The difference a dial can make
For the Classique Dame Reference 9065, Breguet opted for a dial made from Tahitian mother-of-pearl. This particular material formed by the black-lip oyster (Pinctada margaritifera) is considered an organic gem.
The black-lip oyster is cultivated around the French Polynesian islands, to which the island of Tahiti also belongs. One might say that the soul of this tropical paradise is captured in a striking way in the particular color of this mother-of-pearl, which is distinctly darker than most, giving it the appearance of deep ocean waters.
Tahitian mother-of-pearl shows a stunning play of light, where lighter tones of blue, but also red, come to life. The dial is so mesmerizing that one easily loses him- or herself looking at it.
It is easy to say that the dial is the star of this watch, but it wouldn’t be able to shine so brightly on center stage if it weren’t for some other crucial details in the wings.
While the case and hands are crafted in pink gold, Breguet opted to print the numerals and minute markers in silver tone on the dial. This is one of the details that makes a difference, as this way they don’t overpower the exotic material of the dial.
While the guilloche dials by Breguet feature Roman numerals, the examples on this watch are Arabic. A wise choice as these numerals ensure the watch retains a playful demeanor. Plus all these choices go very well with the date window, which also features Breguet’s traditional Arabic numerals.

---------------

TASK REQUIREMENTS
(1) According to the Breguet dial article, which oyster forms the mother-of-pearl used for the dial?
(2) Continue the Breguet dial article with the next paragraph.
The records that follow have no connection to the Breguet dial article.

DATASET ROWS

---------------

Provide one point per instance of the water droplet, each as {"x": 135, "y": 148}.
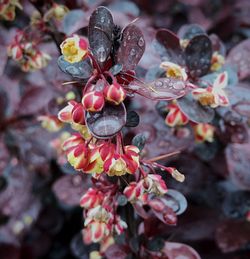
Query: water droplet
{"x": 141, "y": 42}
{"x": 101, "y": 54}
{"x": 179, "y": 86}
{"x": 158, "y": 83}
{"x": 102, "y": 19}
{"x": 132, "y": 52}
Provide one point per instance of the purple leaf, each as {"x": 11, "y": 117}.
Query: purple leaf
{"x": 187, "y": 32}
{"x": 100, "y": 33}
{"x": 34, "y": 100}
{"x": 171, "y": 43}
{"x": 175, "y": 200}
{"x": 132, "y": 47}
{"x": 198, "y": 54}
{"x": 238, "y": 163}
{"x": 160, "y": 89}
{"x": 177, "y": 250}
{"x": 82, "y": 69}
{"x": 240, "y": 55}
{"x": 73, "y": 21}
{"x": 108, "y": 122}
{"x": 233, "y": 235}
{"x": 69, "y": 189}
{"x": 194, "y": 111}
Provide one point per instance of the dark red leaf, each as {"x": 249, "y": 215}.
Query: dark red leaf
{"x": 34, "y": 100}
{"x": 171, "y": 43}
{"x": 240, "y": 56}
{"x": 115, "y": 251}
{"x": 69, "y": 189}
{"x": 160, "y": 89}
{"x": 198, "y": 54}
{"x": 73, "y": 21}
{"x": 194, "y": 111}
{"x": 108, "y": 122}
{"x": 233, "y": 235}
{"x": 100, "y": 33}
{"x": 82, "y": 69}
{"x": 132, "y": 47}
{"x": 187, "y": 32}
{"x": 238, "y": 163}
{"x": 178, "y": 250}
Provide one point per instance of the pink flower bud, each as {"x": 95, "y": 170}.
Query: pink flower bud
{"x": 93, "y": 101}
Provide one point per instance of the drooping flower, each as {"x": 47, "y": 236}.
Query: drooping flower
{"x": 217, "y": 61}
{"x": 215, "y": 95}
{"x": 93, "y": 101}
{"x": 97, "y": 223}
{"x": 175, "y": 116}
{"x": 74, "y": 49}
{"x": 91, "y": 198}
{"x": 204, "y": 132}
{"x": 153, "y": 183}
{"x": 77, "y": 152}
{"x": 174, "y": 71}
{"x": 114, "y": 93}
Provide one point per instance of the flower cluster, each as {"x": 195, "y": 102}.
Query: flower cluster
{"x": 101, "y": 219}
{"x": 8, "y": 9}
{"x": 27, "y": 54}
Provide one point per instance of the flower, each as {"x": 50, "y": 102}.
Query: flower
{"x": 50, "y": 123}
{"x": 114, "y": 93}
{"x": 174, "y": 71}
{"x": 77, "y": 152}
{"x": 175, "y": 116}
{"x": 91, "y": 198}
{"x": 217, "y": 61}
{"x": 93, "y": 101}
{"x": 135, "y": 192}
{"x": 204, "y": 132}
{"x": 74, "y": 49}
{"x": 153, "y": 183}
{"x": 98, "y": 223}
{"x": 215, "y": 95}
{"x": 57, "y": 12}
{"x": 8, "y": 9}
{"x": 120, "y": 164}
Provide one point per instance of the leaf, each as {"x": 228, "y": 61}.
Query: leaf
{"x": 133, "y": 119}
{"x": 73, "y": 21}
{"x": 69, "y": 189}
{"x": 160, "y": 89}
{"x": 240, "y": 56}
{"x": 194, "y": 111}
{"x": 171, "y": 43}
{"x": 177, "y": 250}
{"x": 82, "y": 69}
{"x": 233, "y": 235}
{"x": 34, "y": 100}
{"x": 3, "y": 104}
{"x": 175, "y": 200}
{"x": 187, "y": 32}
{"x": 131, "y": 48}
{"x": 238, "y": 163}
{"x": 100, "y": 33}
{"x": 108, "y": 122}
{"x": 198, "y": 54}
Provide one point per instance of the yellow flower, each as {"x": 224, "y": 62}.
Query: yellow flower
{"x": 74, "y": 49}
{"x": 174, "y": 71}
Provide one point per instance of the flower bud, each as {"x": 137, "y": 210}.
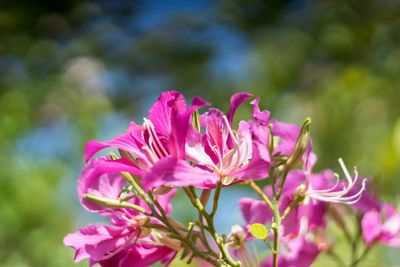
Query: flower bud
{"x": 236, "y": 237}
{"x": 301, "y": 143}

---------------

TASK-BY-TASK OUTPUTS
(1) The black-lip oyster (Pinctada margaritifera).

(2)
When it comes to watches like this, I have always had mixed feelings about the date function. While practical, the date window often negatively affects the beauty of the dial. With mother-of-pearl dials, the risk increases tenfold. Yet Breguet has very cleverly managed to avoid any of the pitfalls.
The asymmetrically formed date window here features a pink gold frame and a burgundy background. This is a flash of brilliance, as it now matches not only the red tones in the mother-of-pearl but also the ruby set into the watch’s crown and the red satin strap.
The central second hand has a miniscule heart attached to it, which also adds a playful touch of red without making the watch too gimmicky. This is also a clear indication of how thin the line one has to walk to create the perfect watch is. Even a small thing such as a modified design of the heart could have easily spoiled the overall look of the watch.
Breguet frames these stunning dials with a bezel set with 88 brilliant-cut diamonds, also using the gemstone to embellish the lugs. This creates a vibrant look in combination with the pink gold case.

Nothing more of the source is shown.